TO BE DONE: Select every line in the material that contains the string "field" and copy those lines out. Treat uppercase and lowercase as different.

Coordinate annotation records:
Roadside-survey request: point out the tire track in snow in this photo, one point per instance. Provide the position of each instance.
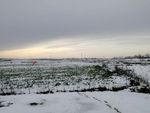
(104, 102)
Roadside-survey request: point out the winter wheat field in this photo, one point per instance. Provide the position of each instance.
(118, 85)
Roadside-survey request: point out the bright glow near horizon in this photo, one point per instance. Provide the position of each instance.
(83, 46)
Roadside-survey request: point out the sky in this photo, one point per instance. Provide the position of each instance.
(74, 28)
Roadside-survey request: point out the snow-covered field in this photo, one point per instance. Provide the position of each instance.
(75, 86)
(95, 102)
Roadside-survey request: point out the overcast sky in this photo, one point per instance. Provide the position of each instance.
(97, 28)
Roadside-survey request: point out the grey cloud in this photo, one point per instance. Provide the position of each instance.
(24, 22)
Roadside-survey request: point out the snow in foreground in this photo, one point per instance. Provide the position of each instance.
(89, 102)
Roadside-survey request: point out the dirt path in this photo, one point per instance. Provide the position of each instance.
(102, 101)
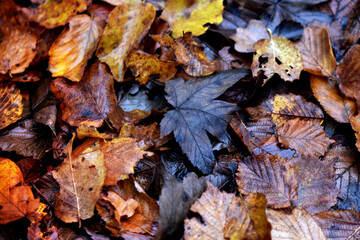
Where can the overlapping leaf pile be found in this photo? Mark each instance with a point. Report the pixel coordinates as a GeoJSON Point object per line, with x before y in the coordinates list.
{"type": "Point", "coordinates": [179, 119]}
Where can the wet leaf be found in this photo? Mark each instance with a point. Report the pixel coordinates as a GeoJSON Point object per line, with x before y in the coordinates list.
{"type": "Point", "coordinates": [315, 47]}
{"type": "Point", "coordinates": [196, 111]}
{"type": "Point", "coordinates": [184, 16]}
{"type": "Point", "coordinates": [89, 102]}
{"type": "Point", "coordinates": [17, 50]}
{"type": "Point", "coordinates": [336, 105]}
{"type": "Point", "coordinates": [74, 47]}
{"type": "Point", "coordinates": [135, 19]}
{"type": "Point", "coordinates": [16, 199]}
{"type": "Point", "coordinates": [81, 177]}
{"type": "Point", "coordinates": [297, 225]}
{"type": "Point", "coordinates": [271, 175]}
{"type": "Point", "coordinates": [245, 38]}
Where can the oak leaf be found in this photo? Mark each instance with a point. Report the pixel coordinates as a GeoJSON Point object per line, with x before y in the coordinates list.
{"type": "Point", "coordinates": [196, 111]}
{"type": "Point", "coordinates": [277, 55]}
{"type": "Point", "coordinates": [184, 16]}
{"type": "Point", "coordinates": [127, 25]}
{"type": "Point", "coordinates": [74, 47]}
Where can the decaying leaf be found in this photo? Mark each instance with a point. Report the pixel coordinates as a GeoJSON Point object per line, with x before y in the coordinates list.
{"type": "Point", "coordinates": [17, 50]}
{"type": "Point", "coordinates": [81, 177]}
{"type": "Point", "coordinates": [336, 105]}
{"type": "Point", "coordinates": [127, 25]}
{"type": "Point", "coordinates": [196, 111]}
{"type": "Point", "coordinates": [191, 16]}
{"type": "Point", "coordinates": [16, 199]}
{"type": "Point", "coordinates": [277, 55]}
{"type": "Point", "coordinates": [271, 175]}
{"type": "Point", "coordinates": [90, 101]}
{"type": "Point", "coordinates": [315, 47]}
{"type": "Point", "coordinates": [11, 104]}
{"type": "Point", "coordinates": [299, 225]}
{"type": "Point", "coordinates": [245, 38]}
{"type": "Point", "coordinates": [74, 47]}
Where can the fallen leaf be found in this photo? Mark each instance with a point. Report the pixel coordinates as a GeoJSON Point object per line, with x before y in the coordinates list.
{"type": "Point", "coordinates": [74, 47]}
{"type": "Point", "coordinates": [81, 177]}
{"type": "Point", "coordinates": [89, 102]}
{"type": "Point", "coordinates": [336, 105]}
{"type": "Point", "coordinates": [135, 19]}
{"type": "Point", "coordinates": [277, 55]}
{"type": "Point", "coordinates": [17, 50]}
{"type": "Point", "coordinates": [16, 199]}
{"type": "Point", "coordinates": [245, 38]}
{"type": "Point", "coordinates": [144, 65]}
{"type": "Point", "coordinates": [271, 175]}
{"type": "Point", "coordinates": [184, 16]}
{"type": "Point", "coordinates": [196, 111]}
{"type": "Point", "coordinates": [299, 225]}
{"type": "Point", "coordinates": [315, 47]}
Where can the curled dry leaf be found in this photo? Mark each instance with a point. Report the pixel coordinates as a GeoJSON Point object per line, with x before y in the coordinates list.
{"type": "Point", "coordinates": [74, 47]}
{"type": "Point", "coordinates": [11, 104]}
{"type": "Point", "coordinates": [51, 14]}
{"type": "Point", "coordinates": [144, 65]}
{"type": "Point", "coordinates": [16, 199]}
{"type": "Point", "coordinates": [336, 105]}
{"type": "Point", "coordinates": [191, 16]}
{"type": "Point", "coordinates": [271, 175]}
{"type": "Point", "coordinates": [277, 55]}
{"type": "Point", "coordinates": [90, 101]}
{"type": "Point", "coordinates": [315, 47]}
{"type": "Point", "coordinates": [299, 225]}
{"type": "Point", "coordinates": [17, 50]}
{"type": "Point", "coordinates": [245, 38]}
{"type": "Point", "coordinates": [127, 25]}
{"type": "Point", "coordinates": [81, 177]}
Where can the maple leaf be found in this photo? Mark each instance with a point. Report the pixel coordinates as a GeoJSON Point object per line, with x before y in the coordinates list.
{"type": "Point", "coordinates": [196, 112]}
{"type": "Point", "coordinates": [184, 16]}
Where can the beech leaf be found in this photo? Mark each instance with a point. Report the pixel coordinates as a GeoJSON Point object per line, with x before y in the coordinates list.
{"type": "Point", "coordinates": [196, 112]}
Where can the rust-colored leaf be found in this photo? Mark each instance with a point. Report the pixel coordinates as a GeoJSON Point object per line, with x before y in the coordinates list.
{"type": "Point", "coordinates": [81, 177]}
{"type": "Point", "coordinates": [74, 47]}
{"type": "Point", "coordinates": [336, 105]}
{"type": "Point", "coordinates": [315, 47]}
{"type": "Point", "coordinates": [144, 65]}
{"type": "Point", "coordinates": [16, 199]}
{"type": "Point", "coordinates": [298, 225]}
{"type": "Point", "coordinates": [91, 101]}
{"type": "Point", "coordinates": [11, 107]}
{"type": "Point", "coordinates": [191, 16]}
{"type": "Point", "coordinates": [121, 156]}
{"type": "Point", "coordinates": [127, 25]}
{"type": "Point", "coordinates": [271, 175]}
{"type": "Point", "coordinates": [277, 55]}
{"type": "Point", "coordinates": [17, 50]}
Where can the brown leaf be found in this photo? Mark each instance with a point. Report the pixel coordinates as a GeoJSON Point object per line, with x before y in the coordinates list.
{"type": "Point", "coordinates": [81, 177]}
{"type": "Point", "coordinates": [121, 156]}
{"type": "Point", "coordinates": [16, 199]}
{"type": "Point", "coordinates": [11, 104]}
{"type": "Point", "coordinates": [127, 25]}
{"type": "Point", "coordinates": [17, 50]}
{"type": "Point", "coordinates": [299, 225]}
{"type": "Point", "coordinates": [90, 101]}
{"type": "Point", "coordinates": [74, 47]}
{"type": "Point", "coordinates": [245, 38]}
{"type": "Point", "coordinates": [336, 105]}
{"type": "Point", "coordinates": [306, 137]}
{"type": "Point", "coordinates": [315, 47]}
{"type": "Point", "coordinates": [144, 65]}
{"type": "Point", "coordinates": [277, 55]}
{"type": "Point", "coordinates": [340, 224]}
{"type": "Point", "coordinates": [271, 175]}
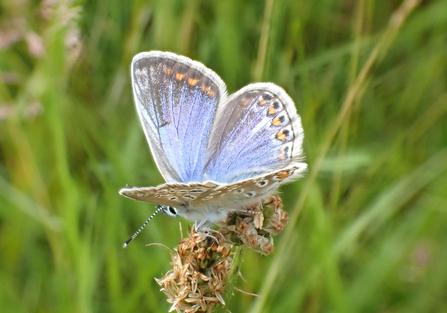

EXPECTED OUTPUT:
Roadside-survey request: point out the winter wheat field in this photo, one point per instance. Provide the position of each instance.
Roadside-survey request: point out the snow-covered field in this photo, one point per instance. Provide the position of each instance.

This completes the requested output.